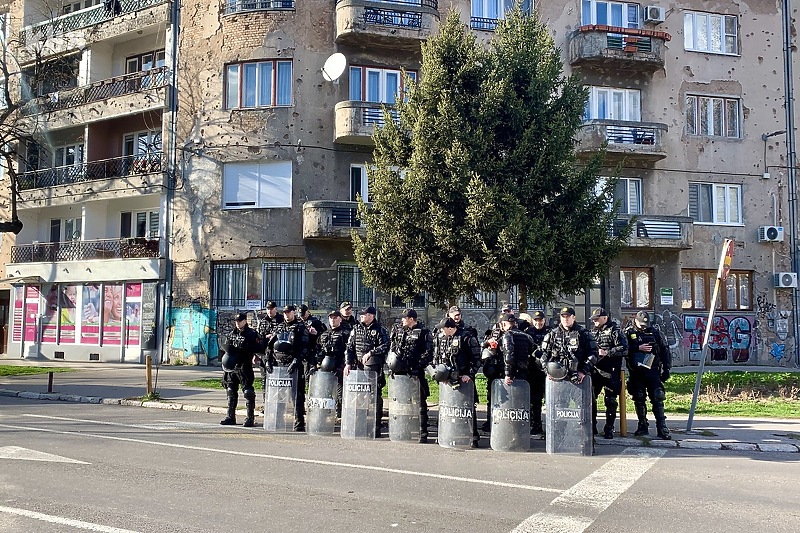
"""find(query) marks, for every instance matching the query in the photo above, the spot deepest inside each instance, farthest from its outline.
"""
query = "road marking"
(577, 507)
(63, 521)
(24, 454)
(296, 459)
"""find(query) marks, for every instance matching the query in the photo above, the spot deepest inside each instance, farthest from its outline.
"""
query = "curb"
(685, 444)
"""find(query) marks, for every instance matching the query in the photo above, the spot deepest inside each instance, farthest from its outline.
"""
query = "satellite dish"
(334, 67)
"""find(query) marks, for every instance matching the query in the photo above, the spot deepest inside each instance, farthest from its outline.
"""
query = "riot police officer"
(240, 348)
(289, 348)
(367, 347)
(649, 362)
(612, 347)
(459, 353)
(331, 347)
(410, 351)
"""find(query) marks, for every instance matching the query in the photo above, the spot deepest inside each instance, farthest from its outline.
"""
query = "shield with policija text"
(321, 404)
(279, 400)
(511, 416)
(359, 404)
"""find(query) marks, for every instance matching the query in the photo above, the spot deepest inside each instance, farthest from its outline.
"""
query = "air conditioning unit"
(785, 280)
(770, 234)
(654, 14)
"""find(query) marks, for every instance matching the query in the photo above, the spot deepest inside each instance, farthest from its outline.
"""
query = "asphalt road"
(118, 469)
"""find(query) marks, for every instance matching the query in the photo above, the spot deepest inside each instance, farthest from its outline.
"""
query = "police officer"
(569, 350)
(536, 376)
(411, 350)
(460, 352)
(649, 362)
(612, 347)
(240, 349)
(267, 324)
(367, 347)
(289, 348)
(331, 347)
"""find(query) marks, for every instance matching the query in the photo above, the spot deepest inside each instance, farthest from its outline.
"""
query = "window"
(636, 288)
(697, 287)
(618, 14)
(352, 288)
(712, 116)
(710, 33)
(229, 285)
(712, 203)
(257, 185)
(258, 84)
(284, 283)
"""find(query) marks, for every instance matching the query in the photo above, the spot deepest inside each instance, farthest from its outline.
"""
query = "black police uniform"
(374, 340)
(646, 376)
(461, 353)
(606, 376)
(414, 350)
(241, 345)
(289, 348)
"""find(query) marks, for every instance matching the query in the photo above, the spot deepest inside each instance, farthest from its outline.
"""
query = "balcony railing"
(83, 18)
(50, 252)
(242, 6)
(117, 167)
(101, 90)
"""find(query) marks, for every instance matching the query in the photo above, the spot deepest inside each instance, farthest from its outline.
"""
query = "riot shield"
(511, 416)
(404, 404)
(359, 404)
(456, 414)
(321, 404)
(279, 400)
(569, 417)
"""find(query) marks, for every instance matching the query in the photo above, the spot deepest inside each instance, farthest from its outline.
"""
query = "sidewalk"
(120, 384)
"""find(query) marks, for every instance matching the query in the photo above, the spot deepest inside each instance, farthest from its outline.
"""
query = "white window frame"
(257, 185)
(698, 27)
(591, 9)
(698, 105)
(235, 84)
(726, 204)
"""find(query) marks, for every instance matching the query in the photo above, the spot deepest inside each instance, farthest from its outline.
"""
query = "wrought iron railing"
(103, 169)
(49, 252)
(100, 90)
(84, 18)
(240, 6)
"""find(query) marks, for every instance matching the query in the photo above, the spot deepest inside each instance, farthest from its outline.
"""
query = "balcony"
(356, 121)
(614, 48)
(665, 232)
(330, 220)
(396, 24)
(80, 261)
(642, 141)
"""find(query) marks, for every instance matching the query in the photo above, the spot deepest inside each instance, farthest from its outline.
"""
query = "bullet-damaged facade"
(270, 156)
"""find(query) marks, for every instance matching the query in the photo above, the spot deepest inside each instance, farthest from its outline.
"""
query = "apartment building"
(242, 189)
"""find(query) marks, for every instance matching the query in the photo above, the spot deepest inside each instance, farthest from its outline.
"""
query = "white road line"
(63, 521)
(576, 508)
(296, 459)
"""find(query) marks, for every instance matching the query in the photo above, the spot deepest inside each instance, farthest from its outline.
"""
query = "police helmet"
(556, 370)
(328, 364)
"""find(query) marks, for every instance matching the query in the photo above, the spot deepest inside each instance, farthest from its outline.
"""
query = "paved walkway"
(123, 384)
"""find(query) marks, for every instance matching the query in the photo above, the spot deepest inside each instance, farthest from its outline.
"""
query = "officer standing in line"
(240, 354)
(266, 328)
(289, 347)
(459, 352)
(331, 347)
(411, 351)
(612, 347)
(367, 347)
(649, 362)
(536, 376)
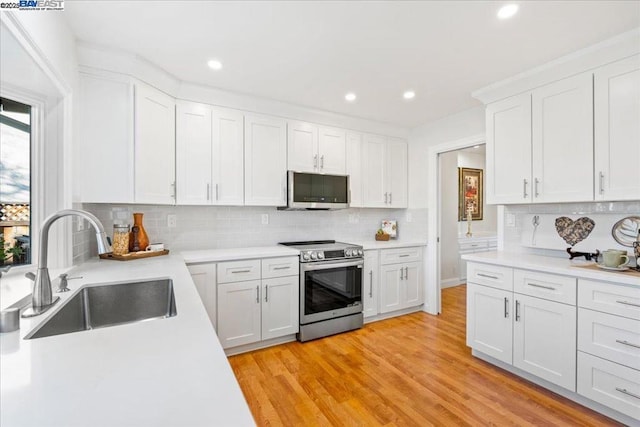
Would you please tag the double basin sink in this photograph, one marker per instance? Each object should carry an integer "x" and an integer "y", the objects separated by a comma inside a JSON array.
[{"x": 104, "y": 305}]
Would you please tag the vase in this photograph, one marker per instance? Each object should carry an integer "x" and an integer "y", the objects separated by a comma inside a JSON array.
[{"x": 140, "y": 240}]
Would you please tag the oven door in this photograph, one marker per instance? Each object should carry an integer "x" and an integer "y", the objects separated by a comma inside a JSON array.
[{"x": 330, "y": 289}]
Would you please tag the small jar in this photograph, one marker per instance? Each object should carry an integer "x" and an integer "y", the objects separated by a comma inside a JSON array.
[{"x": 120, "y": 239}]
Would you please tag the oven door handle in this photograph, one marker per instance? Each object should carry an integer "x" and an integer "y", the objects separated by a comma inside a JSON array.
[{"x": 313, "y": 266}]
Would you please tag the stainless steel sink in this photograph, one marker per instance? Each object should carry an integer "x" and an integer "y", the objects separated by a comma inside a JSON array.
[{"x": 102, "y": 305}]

WORK TO COMPLETE:
Copy out every one of the lines above word for word, leaving out the pictures.

PROBLEM SOLUTION:
"""find(query) marks, for every instance matching the query in the photo above, the spot deepest inside each instance, farthest from its outline.
"""
query = "road marking"
(577, 507)
(63, 521)
(24, 454)
(296, 459)
"""find(query) marks, for every instance matching the query in the photo above, the spot deepest inside each instance, farthest from its outline.
"""
query = "curb"
(685, 444)
"""find(query) marks, for every instance matching the query in the photo above, the spot deepest inside each instance, farthest from its outline.
"""
query = "satellite dish"
(334, 67)
"""find(query) marks, for every instance matching the query in the photo above, the spot deepest inside each instance, farthest from its outline.
"""
query = "riot police officer"
(240, 348)
(289, 348)
(367, 347)
(649, 362)
(612, 347)
(459, 353)
(331, 347)
(410, 351)
"""find(query) marks, for every instance matching the query in the photo above, the spot deepest inside each instance, farthest from its outline.
"""
query = "shield with policija text"
(321, 404)
(279, 400)
(511, 416)
(359, 404)
"""find(query) marks, for every instance matching the query in the photo above, the spot deepest inside each instance, farthest from its outline.
"""
query = "air conditioning unit"
(785, 280)
(770, 234)
(654, 14)
"""find(query) marks, for every instance matching the query in the photo above, the spot deepest inside each instance, farthest from its outline.
"""
query = "asphalt road"
(118, 469)
"""find(query) marks, for every instance matching the query in the photo above, the spot deepest inside each instance, farthest from its outline.
"""
query = "police officer"
(569, 350)
(536, 376)
(411, 350)
(460, 352)
(649, 362)
(612, 347)
(240, 349)
(267, 324)
(367, 347)
(289, 348)
(331, 347)
"""find(query) marks, for every instance matching the query in the photo above, the spot deepest inside each instance, farthest from its outline.
"""
query = "window"
(636, 288)
(697, 287)
(618, 14)
(352, 288)
(712, 116)
(710, 33)
(229, 285)
(712, 203)
(257, 185)
(258, 84)
(284, 283)
"""find(query) marks, for every instance matching the query in the photo above, the spot deepest inside each instance, farthest from its outline.
"""
query = "black police uniform"
(374, 340)
(646, 376)
(461, 353)
(606, 376)
(414, 350)
(241, 345)
(289, 348)
"""find(query) marks, for every instance matching the query in the photo above, the spot deepest inside each instance, farthest from its outline.
"""
query = "balcony railing"
(83, 18)
(50, 252)
(242, 6)
(117, 167)
(101, 90)
"""find(query) marks, for every instance matching the query in the photo above, the spot deepest inside each instance, farthest from its outline.
"""
query = "riot shield"
(511, 416)
(404, 404)
(359, 404)
(456, 414)
(321, 404)
(279, 400)
(569, 417)
"""find(query) marks, for every instance matching the query in the photo above, the spot deepest inside each instance, farthest from its outline.
"""
query = "sidewalk"
(120, 384)
"""find(query) marks, for every instance matching the query in the photo above, the spot deepest inside each instance, farthest from its outline.
"""
query = "white window frame"
(257, 185)
(698, 27)
(591, 9)
(698, 105)
(235, 84)
(726, 204)
"""find(query) marks, for every instance matching the query in the photo above, the spot deepest inside each instance, farthest from its outline.
"""
query = "wrought iron railing"
(103, 169)
(49, 252)
(100, 90)
(84, 18)
(240, 6)
"""find(query) marks, for every instance matching the query in the photo above, the spot deepest inside each instance, farthest from its outline.
"""
query = "balcony"
(356, 121)
(614, 48)
(665, 232)
(330, 220)
(396, 24)
(80, 261)
(642, 141)
"""find(query) marks, for every instance matching the query in the photo above, the spot deepest inside each instance, farthest from its outline.
"""
query = "bullet-damaged facade"
(270, 156)
"""find(query) marks, for every instance matching the query in the photo above, the spot deepest inside each instance, farthest from its outline.
"""
query = "apartment building"
(242, 189)
"""find(query) marks, for every instance matching the query in the photo above, the spot deepest inside each instance, farthest from its outline.
"""
query = "white road line"
(63, 521)
(576, 508)
(296, 459)
"""find(query) marks, for every instance matching the query in the photo above, the spot deepest inside each instance, farthest from its outline.
"""
query = "police helmet"
(556, 370)
(328, 364)
"""find(query) marks, for every instance matching the query in the photo above, the spot deepest inside each instance, farthest from its outline.
"""
query = "paved walkway"
(123, 384)
"""find(query) marks, for every instance matching the query in the photo above, the spot deepest inside each instance, farthest from its outline.
"""
query = "officer standing in line"
(240, 354)
(266, 328)
(289, 347)
(459, 352)
(331, 347)
(411, 351)
(612, 347)
(367, 347)
(649, 362)
(536, 376)
Would you please tag the double basin sink in this photograph, one marker per instance? Each object should carry an integer "x" and an integer "y", the objects separated by a comma inside a JSON array.
[{"x": 104, "y": 305}]
Would you please tag the vase in this photograph, one marker per instance? Each object should carry an integer "x" and an integer "y", the objects separated by a comma inside a JSON array.
[{"x": 140, "y": 240}]
Would you please tag the oven door in this photograph, one marker per instance? Each object should carry an integer "x" and an integer "y", the objects separated by a comma inside a JSON array.
[{"x": 330, "y": 289}]
Would you please tag the small jar in this photograph, one marker per instance? Each object should carry an integer "x" and an integer "y", the objects separated by a comma inside a JSON array.
[{"x": 120, "y": 239}]
Would you please tag the oven door handle in this photograph, one marker per instance? Each object should carry an integer "x" and an integer "y", the objects separated by a comma inside a JSON array.
[{"x": 313, "y": 266}]
Would you please tag the stainless steel sink in this photograph, one marker per instance? Each object should carry an integer "x" and an integer "y", the objects separated by a comma inside a JSON array.
[{"x": 102, "y": 305}]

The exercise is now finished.